- _Your task_:
Reproduce the lines starting with the line that contains "the photo below." and going on through the line that contains "Target: front wheel rim", substituting "front hub" for "front wheel rim" and leaving all else unchanged.

- _Supplied records_:
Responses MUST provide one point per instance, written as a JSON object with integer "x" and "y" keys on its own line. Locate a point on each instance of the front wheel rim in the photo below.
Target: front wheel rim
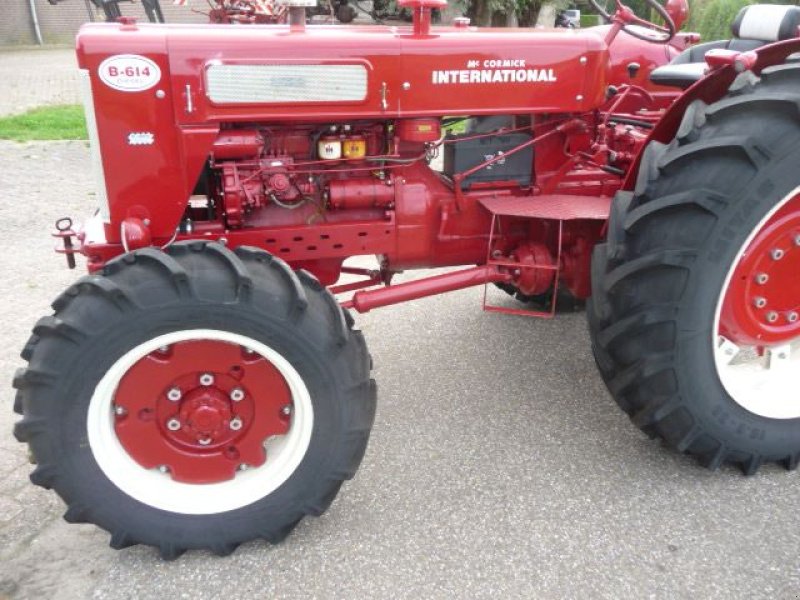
--
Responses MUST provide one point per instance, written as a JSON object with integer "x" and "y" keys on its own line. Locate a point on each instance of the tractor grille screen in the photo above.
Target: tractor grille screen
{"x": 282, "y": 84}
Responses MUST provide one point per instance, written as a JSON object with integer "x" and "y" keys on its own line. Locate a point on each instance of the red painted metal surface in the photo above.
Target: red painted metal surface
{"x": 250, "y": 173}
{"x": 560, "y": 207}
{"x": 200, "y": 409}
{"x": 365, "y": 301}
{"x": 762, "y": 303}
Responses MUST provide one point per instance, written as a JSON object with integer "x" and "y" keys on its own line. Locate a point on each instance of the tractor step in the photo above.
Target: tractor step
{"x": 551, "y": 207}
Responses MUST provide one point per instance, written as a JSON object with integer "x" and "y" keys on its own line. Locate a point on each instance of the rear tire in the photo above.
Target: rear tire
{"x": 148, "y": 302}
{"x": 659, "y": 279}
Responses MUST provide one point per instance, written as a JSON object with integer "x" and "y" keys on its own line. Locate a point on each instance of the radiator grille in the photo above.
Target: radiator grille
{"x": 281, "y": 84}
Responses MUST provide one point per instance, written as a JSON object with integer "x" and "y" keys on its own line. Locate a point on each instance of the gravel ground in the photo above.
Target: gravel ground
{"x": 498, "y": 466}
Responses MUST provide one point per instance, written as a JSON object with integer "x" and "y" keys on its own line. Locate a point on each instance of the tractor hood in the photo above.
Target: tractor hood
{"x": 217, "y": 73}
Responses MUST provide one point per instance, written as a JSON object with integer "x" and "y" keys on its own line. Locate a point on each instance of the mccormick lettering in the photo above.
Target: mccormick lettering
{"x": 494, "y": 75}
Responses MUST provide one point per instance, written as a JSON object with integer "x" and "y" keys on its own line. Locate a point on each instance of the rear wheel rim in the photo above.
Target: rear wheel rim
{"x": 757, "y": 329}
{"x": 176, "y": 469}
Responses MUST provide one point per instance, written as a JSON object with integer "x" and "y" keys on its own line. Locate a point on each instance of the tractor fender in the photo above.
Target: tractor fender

- _Result for this exercise_:
Responses MUST provide one point per instance, written as a JSON object with integer "x" and "y" keys on its own line. Locate a point on each instance of the front hub in the photo below.
Target: front hub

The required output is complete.